### APPLY WHAT YOU READ:
a) In the text on beef prices, how many cents of each retail dollar for beef did packers receive in 2022?
b) Return the part of the beef prices text that opens with the words containing "Judson Christopherson" and closes with "and consumers alike.", copied word for word.

### TEXT SECTION:
Judson Christopherson

 

Throughout the Covid-19 pandemic, beef prices on store shelves across North America reached record highs. As the world has recovered from the pandemic, beef prices have remained elevated as food security, inflation, and economic wellbeing become increasingly pertinent issues in Canada and the United States. Why have cattle prices remained high, and who is reaping the rewards? Where will the market go from here, and how will this impact the supply chain long-term? These important questions will be explored throughout this blog, highlighting some fundamental imbalances in the supply chain that stand to hurt beef producers and consumers alike.

 

Inflation or Greed?

The proportion of consumers who feel retailers are taking more than their fair share of supply chain profits by using inflation as an excuse, an act commonly called ‘greedflation’, grew to 68% last year. However, there may be little merit behind such claims until recently, especially regarding beef production. In 2022, the retail share of each dollar of the shelf price for beef products fell to a mere 2 cents. The division of the remaining 98 cents throughout the supply chain was far from even as packers received 59 cents, and farm gate cattle producers received only 39 cents of the retail dollar.

For a 39% stake, cattle producers must retain an animal for 18-20 months, incurring significant feed, veterinary, labour, land, interest, machinery, and opportunity costs during this time. Adding to this, high levels of market, weather, and biological risk are taken on by the livestock producer. In comparison, while a beef abattoir does have high overhead and operating costs, the product is converted from a live animal to a shelf ready product in mere days. Similarly, a retailer must turnover beef products in days to avoid wasting highly perishable beef products.

More recent research has found the retail share of each dollar of beef has skyrocketed to 48%, with packers earning a mere 13%, and cattle production receiving the balance. This displays a minimal change in the cattle production share but also the highly dynamic margins present in the beef supply chain downstream from the farmgate. Nonetheless, cattle producers have seen a long-term contraction of their value share from near 65% in 1970, to approximately 40% today.

 

Realignment Moving Forward?

Throughout 2023 the market for live cattle of all classifications, ages, and weights has experienced an upward progression to record-breaking levels. However, the current macroeconomic conditions where input costs inflate at a rate greater than livestock prices raise concerns that even record-breaking prices will not translate to profitability in the cattle sector. Other pundits however are citing a potential shift in the agricultural sector, with long-term projected returns to cow-calf production exceeding grain and oilseed production for the first time in decades. Optimism appears to be high in the cattle sector and should remain so as long as livestock supplies remain tight. If high grocery store prices suppress consumer demand as the principles of microeconomics tell us they should, a realignment in the beef supply chain may be in order. Exactly how the share of each dollar of beef will be divided is largely undecided although it appears the cattle producer may be in store for a period of retribution, clawing back their share of the beef dollar.

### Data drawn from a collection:
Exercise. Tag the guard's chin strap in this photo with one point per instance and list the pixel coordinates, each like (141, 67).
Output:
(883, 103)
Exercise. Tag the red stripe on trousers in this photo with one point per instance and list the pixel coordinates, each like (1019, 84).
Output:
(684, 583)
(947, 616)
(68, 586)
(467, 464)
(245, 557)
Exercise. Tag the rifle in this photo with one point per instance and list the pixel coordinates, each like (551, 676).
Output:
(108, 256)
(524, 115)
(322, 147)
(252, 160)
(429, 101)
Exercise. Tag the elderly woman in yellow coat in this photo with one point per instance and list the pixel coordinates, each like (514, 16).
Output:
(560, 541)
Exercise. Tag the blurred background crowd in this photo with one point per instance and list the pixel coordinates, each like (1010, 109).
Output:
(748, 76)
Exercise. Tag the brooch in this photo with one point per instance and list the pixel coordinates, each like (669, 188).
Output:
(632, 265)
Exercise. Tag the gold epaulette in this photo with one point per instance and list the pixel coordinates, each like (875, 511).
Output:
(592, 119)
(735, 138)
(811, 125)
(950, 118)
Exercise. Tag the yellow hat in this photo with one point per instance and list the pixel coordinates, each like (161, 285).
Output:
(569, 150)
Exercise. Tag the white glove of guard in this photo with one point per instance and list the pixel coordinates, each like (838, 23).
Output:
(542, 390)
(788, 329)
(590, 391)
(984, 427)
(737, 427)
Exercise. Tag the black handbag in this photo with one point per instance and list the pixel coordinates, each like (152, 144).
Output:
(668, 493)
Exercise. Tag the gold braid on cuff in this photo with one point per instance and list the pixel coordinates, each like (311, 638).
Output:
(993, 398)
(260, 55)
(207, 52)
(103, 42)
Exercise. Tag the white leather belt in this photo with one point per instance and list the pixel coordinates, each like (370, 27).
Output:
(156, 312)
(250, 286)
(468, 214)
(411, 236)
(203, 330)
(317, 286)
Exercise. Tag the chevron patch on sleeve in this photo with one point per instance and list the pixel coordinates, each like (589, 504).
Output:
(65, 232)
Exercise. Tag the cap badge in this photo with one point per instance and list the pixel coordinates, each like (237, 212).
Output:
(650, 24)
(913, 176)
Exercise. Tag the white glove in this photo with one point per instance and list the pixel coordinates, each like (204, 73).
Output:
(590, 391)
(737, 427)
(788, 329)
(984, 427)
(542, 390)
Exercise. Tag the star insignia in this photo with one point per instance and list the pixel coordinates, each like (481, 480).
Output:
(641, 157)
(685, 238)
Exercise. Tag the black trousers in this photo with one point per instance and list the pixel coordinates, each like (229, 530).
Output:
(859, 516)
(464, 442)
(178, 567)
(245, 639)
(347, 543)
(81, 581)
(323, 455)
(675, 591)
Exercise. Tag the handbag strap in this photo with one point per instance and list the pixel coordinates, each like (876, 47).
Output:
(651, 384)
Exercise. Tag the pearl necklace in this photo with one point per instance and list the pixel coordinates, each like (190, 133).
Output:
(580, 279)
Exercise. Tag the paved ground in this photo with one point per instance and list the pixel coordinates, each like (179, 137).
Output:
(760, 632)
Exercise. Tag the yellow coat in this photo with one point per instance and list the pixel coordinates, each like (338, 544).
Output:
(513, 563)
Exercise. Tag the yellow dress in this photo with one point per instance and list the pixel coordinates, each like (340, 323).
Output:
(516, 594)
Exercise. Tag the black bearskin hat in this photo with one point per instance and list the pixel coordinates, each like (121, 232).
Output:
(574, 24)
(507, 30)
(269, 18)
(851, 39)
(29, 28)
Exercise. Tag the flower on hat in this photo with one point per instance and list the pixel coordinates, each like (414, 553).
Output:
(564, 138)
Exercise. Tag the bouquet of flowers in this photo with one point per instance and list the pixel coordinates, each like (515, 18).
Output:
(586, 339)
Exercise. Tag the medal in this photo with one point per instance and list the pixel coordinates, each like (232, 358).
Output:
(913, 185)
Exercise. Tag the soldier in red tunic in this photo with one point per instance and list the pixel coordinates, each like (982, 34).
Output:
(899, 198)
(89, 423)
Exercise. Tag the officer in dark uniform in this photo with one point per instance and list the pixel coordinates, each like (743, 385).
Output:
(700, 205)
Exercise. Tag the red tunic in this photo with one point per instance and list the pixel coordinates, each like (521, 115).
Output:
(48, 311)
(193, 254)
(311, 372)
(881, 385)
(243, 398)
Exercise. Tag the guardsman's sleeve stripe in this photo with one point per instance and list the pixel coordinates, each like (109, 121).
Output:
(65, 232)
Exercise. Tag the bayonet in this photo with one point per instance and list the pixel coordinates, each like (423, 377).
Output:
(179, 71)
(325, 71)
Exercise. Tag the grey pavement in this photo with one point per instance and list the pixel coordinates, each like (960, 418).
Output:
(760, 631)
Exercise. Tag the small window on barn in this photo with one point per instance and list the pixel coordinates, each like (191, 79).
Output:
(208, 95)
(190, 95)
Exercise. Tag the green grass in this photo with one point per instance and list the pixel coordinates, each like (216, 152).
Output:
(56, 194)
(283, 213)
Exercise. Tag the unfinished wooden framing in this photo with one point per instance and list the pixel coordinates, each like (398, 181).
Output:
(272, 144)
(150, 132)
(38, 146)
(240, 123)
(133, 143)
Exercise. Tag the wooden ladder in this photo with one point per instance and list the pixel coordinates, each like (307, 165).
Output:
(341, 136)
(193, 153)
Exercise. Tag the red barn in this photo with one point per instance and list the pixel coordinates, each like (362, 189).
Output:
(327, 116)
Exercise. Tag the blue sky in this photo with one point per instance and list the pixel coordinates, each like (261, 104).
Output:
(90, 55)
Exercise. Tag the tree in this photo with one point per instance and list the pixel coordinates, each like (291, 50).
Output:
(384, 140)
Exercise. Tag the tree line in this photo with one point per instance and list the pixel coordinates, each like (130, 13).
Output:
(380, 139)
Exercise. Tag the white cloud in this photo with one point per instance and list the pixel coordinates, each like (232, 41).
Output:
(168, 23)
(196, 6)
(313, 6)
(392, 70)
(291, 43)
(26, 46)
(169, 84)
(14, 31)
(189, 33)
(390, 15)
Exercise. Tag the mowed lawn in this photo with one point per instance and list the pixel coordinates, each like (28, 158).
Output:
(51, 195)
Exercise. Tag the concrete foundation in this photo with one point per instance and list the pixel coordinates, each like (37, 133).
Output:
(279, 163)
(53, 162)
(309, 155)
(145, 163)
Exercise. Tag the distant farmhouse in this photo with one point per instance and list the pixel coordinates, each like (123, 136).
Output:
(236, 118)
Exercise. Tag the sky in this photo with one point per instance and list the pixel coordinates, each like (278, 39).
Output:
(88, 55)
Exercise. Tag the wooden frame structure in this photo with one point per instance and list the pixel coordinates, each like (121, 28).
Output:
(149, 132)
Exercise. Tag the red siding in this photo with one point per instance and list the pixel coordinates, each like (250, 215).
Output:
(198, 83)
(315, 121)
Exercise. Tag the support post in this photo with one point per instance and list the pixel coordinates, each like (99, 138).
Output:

--

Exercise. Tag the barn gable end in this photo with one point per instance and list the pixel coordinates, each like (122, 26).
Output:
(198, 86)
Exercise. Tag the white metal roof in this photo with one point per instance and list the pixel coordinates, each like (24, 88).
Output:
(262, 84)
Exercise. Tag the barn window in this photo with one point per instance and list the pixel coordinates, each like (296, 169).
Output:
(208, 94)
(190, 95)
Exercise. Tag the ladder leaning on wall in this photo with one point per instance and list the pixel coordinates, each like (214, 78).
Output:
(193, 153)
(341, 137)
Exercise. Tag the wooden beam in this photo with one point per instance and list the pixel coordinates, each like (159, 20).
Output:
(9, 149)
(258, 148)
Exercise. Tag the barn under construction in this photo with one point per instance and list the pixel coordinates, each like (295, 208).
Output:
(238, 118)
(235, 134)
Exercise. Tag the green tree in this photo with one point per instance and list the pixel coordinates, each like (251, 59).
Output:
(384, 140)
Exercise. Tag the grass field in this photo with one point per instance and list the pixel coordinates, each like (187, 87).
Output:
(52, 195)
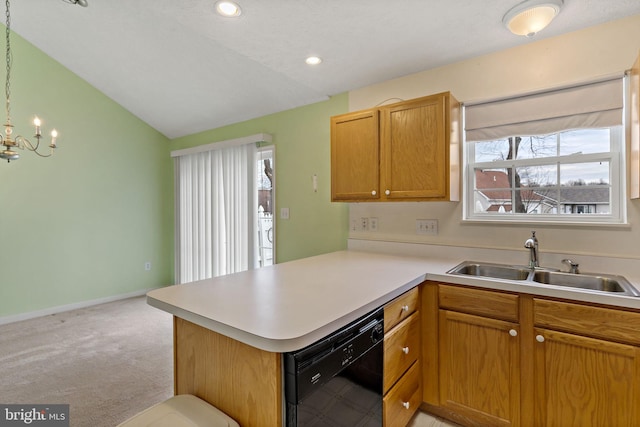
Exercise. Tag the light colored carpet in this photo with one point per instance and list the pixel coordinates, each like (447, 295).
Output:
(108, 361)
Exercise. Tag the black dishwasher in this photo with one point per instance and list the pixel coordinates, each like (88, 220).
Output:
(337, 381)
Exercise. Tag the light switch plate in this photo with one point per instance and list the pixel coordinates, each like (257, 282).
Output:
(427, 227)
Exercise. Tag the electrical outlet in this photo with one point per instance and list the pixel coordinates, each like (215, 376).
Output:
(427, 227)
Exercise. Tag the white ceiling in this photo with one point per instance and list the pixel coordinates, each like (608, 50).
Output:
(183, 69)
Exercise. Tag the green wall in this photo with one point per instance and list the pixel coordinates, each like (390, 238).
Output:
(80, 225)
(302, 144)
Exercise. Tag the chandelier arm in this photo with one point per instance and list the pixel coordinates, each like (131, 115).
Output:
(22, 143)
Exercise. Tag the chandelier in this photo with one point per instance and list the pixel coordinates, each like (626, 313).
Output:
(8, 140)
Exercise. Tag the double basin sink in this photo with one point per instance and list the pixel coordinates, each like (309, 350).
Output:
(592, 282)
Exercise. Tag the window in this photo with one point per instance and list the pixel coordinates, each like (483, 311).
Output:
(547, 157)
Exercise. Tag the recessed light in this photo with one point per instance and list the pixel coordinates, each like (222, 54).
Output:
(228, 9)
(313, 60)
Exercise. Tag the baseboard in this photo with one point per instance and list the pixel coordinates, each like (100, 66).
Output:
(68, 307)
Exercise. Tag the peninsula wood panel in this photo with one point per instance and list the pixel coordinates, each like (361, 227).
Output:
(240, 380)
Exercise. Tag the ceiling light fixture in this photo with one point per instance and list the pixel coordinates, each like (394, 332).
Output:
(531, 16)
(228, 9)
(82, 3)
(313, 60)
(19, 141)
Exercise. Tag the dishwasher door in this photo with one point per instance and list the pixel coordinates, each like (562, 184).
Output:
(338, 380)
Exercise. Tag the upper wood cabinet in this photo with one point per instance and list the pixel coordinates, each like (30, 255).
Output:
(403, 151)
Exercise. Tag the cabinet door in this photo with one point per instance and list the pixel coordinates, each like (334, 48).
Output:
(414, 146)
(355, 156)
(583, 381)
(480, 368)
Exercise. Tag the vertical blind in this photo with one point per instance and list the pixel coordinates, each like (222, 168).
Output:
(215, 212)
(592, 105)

### RESPONSES FOR EACH TASK:
a) 59 cents

b)
Judson Christopherson

 

Throughout the Covid-19 pandemic, beef prices on store shelves across North America reached record highs. As the world has recovered from the pandemic, beef prices have remained elevated as food security, inflation, and economic wellbeing become increasingly pertinent issues in Canada and the United States. Why have cattle prices remained high, and who is reaping the rewards? Where will the market go from here, and how will this impact the supply chain long-term? These important questions will be explored throughout this blog, highlighting some fundamental imbalances in the supply chain that stand to hurt beef producers and consumers alike.